> [Exercise directions]: Copy the data below word for word, starting at the line that contains "For every instance of the tree line, the" and continuing through the final line, with both ends included.

>> BEGIN Dataset content

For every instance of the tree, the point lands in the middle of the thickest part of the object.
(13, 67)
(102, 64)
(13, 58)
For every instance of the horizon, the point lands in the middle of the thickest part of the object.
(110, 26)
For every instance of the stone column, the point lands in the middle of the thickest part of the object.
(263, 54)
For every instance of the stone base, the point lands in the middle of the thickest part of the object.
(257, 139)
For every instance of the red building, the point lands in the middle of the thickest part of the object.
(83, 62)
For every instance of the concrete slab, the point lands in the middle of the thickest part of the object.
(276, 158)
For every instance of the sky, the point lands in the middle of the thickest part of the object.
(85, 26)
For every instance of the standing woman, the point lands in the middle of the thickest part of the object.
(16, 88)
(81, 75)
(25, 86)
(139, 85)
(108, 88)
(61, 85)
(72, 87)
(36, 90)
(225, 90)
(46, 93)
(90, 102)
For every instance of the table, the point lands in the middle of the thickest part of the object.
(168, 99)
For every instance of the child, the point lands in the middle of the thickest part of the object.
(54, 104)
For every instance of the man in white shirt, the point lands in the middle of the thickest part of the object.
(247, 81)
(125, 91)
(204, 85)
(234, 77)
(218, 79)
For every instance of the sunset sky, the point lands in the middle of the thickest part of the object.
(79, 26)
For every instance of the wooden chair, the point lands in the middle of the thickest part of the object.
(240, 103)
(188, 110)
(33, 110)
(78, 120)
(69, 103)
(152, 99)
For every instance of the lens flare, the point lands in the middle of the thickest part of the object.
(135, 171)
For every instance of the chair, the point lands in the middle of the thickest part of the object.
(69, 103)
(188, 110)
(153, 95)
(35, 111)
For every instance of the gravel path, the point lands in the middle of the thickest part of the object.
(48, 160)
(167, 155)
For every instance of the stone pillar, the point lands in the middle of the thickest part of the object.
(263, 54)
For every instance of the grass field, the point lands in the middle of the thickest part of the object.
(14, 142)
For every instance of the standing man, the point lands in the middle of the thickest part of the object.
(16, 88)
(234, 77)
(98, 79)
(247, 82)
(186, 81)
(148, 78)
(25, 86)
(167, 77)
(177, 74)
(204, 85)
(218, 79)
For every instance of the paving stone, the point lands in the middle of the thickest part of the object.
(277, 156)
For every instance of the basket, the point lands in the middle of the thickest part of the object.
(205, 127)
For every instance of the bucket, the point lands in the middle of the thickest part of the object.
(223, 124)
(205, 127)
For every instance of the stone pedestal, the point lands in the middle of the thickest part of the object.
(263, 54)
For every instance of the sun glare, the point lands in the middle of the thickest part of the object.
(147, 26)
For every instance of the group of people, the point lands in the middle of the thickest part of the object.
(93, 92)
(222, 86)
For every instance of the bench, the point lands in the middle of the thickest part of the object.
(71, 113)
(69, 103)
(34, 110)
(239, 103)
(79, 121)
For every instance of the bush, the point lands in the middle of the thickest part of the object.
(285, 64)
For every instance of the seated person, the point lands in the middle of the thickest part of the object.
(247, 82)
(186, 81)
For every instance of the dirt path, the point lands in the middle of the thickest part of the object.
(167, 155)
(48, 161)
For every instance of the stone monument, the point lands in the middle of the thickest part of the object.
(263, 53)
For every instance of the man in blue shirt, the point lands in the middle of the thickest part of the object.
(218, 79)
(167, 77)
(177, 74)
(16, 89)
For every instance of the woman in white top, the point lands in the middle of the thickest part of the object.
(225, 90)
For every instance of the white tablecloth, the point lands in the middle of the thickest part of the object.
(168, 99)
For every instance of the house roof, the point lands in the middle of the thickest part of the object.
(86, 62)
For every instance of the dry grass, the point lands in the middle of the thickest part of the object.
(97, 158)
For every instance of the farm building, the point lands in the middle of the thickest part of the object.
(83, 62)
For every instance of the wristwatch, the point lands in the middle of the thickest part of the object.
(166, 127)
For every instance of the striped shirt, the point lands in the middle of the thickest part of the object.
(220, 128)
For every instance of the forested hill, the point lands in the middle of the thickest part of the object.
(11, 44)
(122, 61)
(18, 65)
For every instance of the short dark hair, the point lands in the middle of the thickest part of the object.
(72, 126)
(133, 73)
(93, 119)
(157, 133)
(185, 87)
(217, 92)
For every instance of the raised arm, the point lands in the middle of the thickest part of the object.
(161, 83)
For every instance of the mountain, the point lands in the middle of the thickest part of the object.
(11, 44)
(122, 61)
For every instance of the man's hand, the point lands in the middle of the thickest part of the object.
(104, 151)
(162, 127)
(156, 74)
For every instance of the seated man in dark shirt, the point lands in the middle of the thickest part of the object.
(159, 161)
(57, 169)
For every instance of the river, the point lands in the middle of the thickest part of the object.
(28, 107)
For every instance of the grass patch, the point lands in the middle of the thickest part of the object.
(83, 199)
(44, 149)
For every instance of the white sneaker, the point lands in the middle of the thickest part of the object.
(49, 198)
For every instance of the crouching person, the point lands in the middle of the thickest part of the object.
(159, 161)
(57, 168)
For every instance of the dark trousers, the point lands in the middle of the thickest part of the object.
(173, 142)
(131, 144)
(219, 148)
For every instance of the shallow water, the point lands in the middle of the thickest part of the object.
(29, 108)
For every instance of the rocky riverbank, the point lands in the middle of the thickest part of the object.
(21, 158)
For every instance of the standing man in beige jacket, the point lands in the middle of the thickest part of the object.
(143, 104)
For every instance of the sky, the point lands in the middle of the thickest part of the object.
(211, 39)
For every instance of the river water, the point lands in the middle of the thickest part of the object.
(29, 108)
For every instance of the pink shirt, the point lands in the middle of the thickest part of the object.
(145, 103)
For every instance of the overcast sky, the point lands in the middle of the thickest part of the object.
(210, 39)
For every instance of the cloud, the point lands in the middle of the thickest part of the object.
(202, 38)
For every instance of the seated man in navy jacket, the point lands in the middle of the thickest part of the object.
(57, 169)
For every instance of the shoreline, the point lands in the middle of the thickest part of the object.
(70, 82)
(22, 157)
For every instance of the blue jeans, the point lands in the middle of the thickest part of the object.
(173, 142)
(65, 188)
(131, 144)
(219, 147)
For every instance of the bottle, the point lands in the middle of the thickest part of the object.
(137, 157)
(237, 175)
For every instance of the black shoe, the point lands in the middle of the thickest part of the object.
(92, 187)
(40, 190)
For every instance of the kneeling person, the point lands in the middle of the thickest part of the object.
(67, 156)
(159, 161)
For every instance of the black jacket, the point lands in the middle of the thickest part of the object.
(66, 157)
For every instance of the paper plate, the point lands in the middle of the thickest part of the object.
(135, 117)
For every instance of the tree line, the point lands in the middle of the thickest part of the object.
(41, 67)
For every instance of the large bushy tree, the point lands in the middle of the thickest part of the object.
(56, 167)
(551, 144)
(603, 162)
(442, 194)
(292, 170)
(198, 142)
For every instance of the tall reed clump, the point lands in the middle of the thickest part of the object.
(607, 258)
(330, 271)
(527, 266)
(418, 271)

>> END Dataset content

> [Output below]:
For every instance of the tree line, the point lands in the middle of the thickest part of the object.
(41, 67)
For every instance of the large bushy tree, the point lands in the middle of the thickest part of the object.
(56, 167)
(551, 144)
(603, 162)
(442, 194)
(292, 170)
(198, 142)
For every instance of the tall reed clump, the point lands in the middle of the thickest part of the object.
(607, 258)
(330, 271)
(527, 266)
(418, 271)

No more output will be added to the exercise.